** Exercise brief **
Convert the stretch of data from the line containing "query: knee" through the line containing "[725,135,764,192]" into a numbered list, one line per item, leaving out any blank lines. Include no other lines.
§
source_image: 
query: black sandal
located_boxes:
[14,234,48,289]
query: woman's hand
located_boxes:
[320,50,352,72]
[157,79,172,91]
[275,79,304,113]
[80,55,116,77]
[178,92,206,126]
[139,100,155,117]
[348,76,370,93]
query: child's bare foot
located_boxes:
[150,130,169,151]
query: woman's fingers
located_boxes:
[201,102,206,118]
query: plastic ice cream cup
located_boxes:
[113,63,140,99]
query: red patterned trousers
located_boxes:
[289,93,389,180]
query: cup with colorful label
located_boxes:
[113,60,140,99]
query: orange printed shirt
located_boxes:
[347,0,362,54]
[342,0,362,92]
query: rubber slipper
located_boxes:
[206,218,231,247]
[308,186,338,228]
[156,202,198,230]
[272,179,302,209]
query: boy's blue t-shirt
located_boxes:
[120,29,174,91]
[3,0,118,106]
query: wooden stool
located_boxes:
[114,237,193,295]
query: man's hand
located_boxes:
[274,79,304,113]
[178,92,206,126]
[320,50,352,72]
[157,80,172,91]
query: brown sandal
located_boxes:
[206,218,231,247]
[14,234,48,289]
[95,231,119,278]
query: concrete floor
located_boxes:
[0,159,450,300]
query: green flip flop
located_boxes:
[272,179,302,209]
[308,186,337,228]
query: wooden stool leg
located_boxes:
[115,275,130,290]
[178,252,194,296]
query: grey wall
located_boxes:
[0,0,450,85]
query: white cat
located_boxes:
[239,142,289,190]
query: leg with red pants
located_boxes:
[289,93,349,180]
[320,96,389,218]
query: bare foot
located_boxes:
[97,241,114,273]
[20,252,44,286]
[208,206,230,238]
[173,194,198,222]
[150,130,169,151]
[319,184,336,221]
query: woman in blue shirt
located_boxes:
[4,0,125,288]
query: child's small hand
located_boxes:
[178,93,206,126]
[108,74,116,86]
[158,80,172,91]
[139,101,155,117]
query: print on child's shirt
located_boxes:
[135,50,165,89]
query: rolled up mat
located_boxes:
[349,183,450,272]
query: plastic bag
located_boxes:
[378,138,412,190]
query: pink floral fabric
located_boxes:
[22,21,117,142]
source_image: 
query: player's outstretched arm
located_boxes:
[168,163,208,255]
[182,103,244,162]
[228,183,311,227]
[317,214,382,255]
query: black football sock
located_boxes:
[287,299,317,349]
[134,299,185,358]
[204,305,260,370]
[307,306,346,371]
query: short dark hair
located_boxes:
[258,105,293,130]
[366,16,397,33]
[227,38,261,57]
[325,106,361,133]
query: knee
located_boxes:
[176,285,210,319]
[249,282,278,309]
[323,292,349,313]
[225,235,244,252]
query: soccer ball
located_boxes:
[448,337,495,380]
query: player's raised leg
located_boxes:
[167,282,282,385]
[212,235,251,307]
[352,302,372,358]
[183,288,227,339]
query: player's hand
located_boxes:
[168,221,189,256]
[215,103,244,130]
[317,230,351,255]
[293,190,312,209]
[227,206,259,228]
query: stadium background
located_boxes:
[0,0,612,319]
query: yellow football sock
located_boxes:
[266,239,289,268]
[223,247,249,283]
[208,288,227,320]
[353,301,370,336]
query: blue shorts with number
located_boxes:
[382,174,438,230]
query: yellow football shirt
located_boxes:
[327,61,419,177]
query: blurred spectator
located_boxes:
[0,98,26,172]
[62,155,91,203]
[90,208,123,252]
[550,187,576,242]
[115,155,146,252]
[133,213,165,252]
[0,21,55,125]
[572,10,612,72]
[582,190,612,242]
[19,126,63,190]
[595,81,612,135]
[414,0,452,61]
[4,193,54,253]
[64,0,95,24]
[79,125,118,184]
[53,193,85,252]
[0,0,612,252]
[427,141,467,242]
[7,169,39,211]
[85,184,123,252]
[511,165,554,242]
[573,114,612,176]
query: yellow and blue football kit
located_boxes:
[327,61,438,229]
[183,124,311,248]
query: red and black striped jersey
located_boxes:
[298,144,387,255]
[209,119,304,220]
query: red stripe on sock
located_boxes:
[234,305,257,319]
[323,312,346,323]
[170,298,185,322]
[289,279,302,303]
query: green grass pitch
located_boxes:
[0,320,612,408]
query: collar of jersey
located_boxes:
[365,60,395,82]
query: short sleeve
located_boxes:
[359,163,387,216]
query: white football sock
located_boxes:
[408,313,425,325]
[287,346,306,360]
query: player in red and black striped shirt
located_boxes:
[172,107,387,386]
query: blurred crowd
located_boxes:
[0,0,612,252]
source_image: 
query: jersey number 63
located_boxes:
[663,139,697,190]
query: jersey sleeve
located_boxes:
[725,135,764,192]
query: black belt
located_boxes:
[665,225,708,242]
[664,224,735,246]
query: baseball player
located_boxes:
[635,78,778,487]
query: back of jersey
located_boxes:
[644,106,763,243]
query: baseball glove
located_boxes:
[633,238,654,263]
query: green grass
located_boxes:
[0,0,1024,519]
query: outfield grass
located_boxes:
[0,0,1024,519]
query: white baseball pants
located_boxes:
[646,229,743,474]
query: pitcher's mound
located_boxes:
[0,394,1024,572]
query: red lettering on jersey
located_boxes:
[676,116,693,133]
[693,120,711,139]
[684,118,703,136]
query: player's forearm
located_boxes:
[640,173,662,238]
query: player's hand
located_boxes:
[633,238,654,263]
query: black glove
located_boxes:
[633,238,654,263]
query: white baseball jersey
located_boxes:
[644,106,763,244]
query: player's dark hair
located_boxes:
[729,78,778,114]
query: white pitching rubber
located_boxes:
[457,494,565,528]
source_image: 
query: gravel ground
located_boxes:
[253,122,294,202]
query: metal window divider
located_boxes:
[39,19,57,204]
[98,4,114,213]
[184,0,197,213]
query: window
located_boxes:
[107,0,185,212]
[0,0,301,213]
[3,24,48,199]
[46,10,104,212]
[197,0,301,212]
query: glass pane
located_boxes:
§
** Complete answer **
1. query: knee
2. located_boxes:
3. [176,285,210,319]
4. [249,282,278,309]
5. [323,292,349,313]
6. [225,235,244,252]
7. query: soccer ball
8. located_boxes:
9. [448,337,495,380]
10. query: player's raised leg
11. located_boxes:
12. [167,282,282,385]
13. [212,235,251,307]
14. [352,302,372,358]
15. [183,288,227,339]
16. query: player's hand
17. located_boxes:
18. [168,221,189,256]
19. [215,103,244,130]
20. [317,230,351,255]
21. [293,190,312,209]
22. [227,206,259,228]
23. query: stadium background
24. located_boxes:
25. [0,0,612,319]
26. query: yellow football sock
27. located_boxes:
28. [266,239,289,268]
29. [223,247,249,283]
30. [208,288,227,320]
31. [353,301,370,336]
32. query: blue shorts with number
33. located_boxes:
34. [382,174,438,230]
35. query: yellow football shirt
36. located_boxes:
37. [327,61,419,177]
38. query: blurred spectator
39. located_boxes:
40. [0,98,26,172]
41. [62,155,91,203]
42. [90,208,123,252]
43. [550,187,576,242]
44. [115,155,146,252]
45. [133,213,165,252]
46. [0,21,55,125]
47. [572,10,612,72]
48. [582,190,612,242]
49. [19,126,63,190]
50. [595,81,612,135]
51. [414,0,452,61]
52. [4,193,54,253]
53. [64,0,95,24]
54. [79,125,118,184]
55. [53,193,85,252]
56. [0,0,612,252]
57. [427,141,467,242]
58. [7,169,39,211]
59. [85,184,123,252]
60. [511,165,554,242]
61. [573,114,612,176]
62. query: yellow and blue football kit
63. located_boxes:
64. [327,61,438,229]
65. [183,124,311,248]
66. query: red and black striped jersey
67. located_boxes:
68. [298,144,387,255]
69. [209,119,304,220]
70. query: red stripe on sock
71. located_boxes:
72. [234,305,257,319]
73. [323,312,346,323]
74. [170,298,185,322]
75. [289,279,302,303]
76. query: green grass pitch
77. located_boxes:
78. [0,320,612,408]
79. query: collar of jersey
80. located_boxes:
81. [365,60,395,82]
82. query: short sleeve
83. located_boxes:
84. [359,163,387,216]
85. query: white football sock
86. located_boxes:
87. [408,313,425,325]
88. [287,346,306,360]
89. query: player in red and black striped shirt
90. located_boxes:
91. [172,107,387,386]
92. query: blurred crowd
93. located_boxes:
94. [0,0,612,252]
95. source_image: 
96. query: jersey number 63
97. located_boxes:
98. [663,139,697,190]
99. query: jersey sleeve
100. located_boxes:
101. [725,135,764,192]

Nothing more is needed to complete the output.